Records from a collection

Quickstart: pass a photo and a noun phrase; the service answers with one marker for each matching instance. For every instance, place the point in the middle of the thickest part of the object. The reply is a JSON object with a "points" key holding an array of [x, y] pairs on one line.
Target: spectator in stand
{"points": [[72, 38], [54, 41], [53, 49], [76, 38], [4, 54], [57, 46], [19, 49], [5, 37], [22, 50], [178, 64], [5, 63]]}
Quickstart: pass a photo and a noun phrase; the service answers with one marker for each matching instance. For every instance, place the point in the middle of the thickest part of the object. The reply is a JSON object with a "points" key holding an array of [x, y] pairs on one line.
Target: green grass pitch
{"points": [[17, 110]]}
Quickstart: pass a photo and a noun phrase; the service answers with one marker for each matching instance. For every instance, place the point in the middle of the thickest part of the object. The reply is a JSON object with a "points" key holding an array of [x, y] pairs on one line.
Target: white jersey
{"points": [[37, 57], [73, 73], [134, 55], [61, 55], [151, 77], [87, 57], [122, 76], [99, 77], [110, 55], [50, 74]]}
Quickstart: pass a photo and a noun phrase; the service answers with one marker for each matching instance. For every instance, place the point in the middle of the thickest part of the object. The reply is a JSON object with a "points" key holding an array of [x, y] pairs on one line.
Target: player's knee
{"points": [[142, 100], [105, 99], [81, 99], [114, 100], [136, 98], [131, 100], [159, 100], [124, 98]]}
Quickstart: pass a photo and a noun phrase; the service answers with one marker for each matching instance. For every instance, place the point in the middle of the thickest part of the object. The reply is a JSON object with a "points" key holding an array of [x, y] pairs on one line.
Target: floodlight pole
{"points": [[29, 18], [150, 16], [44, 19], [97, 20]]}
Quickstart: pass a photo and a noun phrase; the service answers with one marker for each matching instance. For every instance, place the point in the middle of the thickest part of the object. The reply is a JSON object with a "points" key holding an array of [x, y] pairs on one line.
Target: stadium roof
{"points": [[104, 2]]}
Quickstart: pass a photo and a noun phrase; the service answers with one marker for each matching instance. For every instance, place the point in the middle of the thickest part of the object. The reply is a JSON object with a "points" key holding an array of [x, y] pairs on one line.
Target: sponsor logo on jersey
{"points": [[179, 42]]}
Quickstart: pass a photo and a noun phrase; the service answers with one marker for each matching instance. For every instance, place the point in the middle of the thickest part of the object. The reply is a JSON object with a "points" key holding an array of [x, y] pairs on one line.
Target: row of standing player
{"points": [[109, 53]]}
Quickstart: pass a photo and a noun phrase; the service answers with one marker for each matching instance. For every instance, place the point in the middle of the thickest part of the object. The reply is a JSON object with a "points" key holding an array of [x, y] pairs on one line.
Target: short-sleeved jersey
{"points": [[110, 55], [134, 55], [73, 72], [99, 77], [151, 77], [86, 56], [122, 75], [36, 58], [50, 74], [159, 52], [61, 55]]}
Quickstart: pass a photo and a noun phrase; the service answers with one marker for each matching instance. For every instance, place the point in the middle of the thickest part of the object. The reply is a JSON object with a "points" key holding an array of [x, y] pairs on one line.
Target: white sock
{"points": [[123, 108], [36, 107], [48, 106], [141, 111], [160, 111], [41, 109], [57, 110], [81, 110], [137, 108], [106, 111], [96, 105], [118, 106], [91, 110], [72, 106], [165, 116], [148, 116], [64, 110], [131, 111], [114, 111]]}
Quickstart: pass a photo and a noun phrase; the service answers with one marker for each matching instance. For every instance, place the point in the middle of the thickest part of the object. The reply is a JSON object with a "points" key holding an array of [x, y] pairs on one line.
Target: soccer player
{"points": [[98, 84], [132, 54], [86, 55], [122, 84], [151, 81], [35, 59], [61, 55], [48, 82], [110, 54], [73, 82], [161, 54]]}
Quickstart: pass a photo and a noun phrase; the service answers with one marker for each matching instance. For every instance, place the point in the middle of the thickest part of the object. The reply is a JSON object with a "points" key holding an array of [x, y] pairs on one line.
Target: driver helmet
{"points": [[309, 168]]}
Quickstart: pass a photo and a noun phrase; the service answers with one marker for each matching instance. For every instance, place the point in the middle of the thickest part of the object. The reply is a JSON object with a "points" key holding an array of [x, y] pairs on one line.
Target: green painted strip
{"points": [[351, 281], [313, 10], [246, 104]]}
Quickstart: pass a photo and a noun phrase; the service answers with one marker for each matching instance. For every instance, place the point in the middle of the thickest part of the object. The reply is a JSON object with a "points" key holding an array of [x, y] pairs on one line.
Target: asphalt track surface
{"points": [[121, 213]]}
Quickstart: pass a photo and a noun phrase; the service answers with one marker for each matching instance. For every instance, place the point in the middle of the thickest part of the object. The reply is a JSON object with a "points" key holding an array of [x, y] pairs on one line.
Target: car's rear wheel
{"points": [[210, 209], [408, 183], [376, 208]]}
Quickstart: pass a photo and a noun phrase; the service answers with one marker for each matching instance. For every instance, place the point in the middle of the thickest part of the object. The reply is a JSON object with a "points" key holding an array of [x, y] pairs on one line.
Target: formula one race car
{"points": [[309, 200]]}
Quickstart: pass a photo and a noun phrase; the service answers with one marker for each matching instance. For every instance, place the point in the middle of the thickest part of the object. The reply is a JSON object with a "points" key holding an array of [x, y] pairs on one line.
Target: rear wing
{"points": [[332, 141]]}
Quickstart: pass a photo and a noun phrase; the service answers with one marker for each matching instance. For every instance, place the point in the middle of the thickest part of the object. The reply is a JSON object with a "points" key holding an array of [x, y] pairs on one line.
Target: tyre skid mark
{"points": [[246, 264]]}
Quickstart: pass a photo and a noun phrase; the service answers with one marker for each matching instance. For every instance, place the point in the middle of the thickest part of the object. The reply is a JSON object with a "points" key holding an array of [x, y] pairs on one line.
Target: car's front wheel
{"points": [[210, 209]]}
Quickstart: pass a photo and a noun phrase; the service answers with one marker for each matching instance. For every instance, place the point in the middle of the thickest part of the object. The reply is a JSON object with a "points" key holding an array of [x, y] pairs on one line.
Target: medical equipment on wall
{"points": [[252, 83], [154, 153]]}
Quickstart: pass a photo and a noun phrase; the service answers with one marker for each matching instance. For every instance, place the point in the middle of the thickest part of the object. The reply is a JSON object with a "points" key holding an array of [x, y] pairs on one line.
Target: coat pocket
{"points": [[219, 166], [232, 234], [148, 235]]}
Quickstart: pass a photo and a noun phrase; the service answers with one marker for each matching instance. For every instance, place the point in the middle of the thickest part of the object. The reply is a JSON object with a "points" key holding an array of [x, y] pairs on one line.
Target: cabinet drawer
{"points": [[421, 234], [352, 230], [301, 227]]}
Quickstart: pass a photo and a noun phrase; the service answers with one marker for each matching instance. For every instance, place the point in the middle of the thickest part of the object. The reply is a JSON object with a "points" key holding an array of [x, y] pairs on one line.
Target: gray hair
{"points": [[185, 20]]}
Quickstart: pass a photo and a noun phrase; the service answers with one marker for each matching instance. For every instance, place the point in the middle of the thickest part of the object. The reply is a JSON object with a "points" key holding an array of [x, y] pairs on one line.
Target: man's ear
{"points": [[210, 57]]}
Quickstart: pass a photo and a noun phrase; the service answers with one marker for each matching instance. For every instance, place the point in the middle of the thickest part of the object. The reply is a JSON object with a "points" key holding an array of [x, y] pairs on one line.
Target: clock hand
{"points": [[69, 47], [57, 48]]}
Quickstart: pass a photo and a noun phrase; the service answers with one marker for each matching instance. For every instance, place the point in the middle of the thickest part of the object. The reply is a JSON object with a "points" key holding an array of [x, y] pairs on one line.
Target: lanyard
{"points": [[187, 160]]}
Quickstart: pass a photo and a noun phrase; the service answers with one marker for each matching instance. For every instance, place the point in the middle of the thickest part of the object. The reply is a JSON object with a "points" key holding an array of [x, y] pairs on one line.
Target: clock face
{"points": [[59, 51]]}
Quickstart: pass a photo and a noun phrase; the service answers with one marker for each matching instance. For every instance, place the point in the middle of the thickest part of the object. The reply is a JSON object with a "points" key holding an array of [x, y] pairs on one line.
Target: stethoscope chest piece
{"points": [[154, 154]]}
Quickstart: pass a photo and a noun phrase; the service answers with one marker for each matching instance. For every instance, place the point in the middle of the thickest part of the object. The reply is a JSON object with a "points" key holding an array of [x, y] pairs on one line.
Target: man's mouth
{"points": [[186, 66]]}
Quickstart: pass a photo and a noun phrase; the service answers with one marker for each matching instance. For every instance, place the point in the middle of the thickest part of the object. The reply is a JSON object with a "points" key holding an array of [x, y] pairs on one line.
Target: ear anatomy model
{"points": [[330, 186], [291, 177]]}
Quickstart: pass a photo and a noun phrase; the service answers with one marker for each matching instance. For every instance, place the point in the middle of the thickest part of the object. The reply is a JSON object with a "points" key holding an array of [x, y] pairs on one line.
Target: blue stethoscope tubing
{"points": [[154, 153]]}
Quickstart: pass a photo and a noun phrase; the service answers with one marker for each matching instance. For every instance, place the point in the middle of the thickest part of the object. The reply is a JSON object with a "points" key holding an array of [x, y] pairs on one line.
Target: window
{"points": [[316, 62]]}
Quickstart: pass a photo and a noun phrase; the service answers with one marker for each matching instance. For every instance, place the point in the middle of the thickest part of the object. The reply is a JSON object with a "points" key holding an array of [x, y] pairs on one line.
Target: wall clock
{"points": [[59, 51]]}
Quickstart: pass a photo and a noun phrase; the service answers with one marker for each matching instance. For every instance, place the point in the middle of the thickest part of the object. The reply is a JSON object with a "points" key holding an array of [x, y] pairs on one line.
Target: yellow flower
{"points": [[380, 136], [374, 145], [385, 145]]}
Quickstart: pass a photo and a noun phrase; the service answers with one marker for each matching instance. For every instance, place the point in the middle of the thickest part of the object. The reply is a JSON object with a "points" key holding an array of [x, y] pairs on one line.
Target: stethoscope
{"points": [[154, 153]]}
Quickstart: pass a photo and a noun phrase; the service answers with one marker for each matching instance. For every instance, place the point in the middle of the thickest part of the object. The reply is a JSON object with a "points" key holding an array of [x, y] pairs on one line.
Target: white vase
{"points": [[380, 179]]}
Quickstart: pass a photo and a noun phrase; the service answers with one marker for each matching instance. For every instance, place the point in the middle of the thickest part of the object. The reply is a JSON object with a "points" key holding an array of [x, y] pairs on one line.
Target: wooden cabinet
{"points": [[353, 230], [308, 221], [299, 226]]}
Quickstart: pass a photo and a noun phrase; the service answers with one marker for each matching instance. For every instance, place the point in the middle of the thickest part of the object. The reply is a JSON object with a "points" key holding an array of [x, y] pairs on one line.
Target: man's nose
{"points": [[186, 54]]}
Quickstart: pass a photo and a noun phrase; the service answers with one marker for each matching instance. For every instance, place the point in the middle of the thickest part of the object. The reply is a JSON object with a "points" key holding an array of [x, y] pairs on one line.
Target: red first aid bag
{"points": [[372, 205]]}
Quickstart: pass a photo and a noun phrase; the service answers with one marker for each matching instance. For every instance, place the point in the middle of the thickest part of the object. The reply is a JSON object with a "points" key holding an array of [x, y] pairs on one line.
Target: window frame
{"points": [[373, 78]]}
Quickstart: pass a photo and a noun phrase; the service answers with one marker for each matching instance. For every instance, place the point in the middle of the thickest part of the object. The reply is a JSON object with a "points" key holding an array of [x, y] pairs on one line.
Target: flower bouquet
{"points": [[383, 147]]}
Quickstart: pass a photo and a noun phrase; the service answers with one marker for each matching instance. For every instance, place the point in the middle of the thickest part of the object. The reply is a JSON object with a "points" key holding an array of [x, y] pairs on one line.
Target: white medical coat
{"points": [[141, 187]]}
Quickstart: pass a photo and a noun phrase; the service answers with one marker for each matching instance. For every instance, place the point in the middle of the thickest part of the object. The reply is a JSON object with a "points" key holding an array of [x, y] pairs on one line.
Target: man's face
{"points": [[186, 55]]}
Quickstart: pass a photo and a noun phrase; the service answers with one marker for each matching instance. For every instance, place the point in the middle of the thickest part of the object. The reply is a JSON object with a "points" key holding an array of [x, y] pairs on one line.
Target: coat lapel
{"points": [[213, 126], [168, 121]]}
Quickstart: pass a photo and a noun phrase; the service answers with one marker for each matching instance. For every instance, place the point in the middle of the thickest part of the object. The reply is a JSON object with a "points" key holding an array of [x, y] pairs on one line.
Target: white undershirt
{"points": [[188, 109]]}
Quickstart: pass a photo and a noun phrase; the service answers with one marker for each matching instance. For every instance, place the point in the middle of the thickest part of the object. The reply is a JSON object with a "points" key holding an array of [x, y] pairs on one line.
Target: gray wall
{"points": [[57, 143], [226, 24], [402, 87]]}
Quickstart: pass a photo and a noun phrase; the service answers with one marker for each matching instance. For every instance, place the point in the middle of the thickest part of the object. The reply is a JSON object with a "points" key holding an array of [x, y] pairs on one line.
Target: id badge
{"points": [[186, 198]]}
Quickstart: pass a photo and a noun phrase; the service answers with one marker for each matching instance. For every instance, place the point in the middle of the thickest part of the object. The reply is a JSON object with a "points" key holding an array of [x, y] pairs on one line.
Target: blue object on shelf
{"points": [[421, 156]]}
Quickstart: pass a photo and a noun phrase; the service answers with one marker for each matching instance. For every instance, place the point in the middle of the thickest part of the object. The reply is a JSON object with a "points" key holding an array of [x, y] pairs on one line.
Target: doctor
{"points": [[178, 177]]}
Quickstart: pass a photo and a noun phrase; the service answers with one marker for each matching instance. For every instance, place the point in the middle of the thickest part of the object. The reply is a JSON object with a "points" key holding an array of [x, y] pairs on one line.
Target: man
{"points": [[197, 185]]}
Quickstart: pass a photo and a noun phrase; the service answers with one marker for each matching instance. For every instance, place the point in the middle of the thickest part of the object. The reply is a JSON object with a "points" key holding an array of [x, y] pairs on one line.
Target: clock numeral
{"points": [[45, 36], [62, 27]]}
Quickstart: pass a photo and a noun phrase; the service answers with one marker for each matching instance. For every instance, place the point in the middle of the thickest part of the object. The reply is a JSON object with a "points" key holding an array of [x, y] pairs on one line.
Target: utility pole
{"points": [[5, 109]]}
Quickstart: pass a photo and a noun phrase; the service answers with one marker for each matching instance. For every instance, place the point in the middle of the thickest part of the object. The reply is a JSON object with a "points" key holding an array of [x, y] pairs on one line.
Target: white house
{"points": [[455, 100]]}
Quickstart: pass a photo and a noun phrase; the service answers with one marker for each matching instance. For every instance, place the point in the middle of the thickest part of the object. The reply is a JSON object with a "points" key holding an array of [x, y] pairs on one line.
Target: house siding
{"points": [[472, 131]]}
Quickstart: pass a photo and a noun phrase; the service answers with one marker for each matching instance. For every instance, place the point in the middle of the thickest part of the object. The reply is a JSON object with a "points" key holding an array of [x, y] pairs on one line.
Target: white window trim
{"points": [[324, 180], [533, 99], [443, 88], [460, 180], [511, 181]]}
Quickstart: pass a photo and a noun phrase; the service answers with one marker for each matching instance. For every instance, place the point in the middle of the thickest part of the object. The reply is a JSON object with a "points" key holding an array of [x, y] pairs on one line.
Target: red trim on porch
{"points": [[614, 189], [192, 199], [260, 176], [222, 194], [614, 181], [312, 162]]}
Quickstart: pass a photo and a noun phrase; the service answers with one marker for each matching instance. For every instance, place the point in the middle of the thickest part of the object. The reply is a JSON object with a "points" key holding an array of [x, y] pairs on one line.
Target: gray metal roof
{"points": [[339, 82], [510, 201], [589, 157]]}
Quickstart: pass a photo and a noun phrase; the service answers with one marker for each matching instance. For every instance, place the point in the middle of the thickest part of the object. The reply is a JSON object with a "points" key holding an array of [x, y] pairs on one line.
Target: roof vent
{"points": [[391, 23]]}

- YOUR INSTRUCTIONS -
Find each line in the listing above that contains the word "cabinet" and copy those lines.

- WRITTEN RESPONSE -
Target: cabinet drawer
Target: wooden cabinet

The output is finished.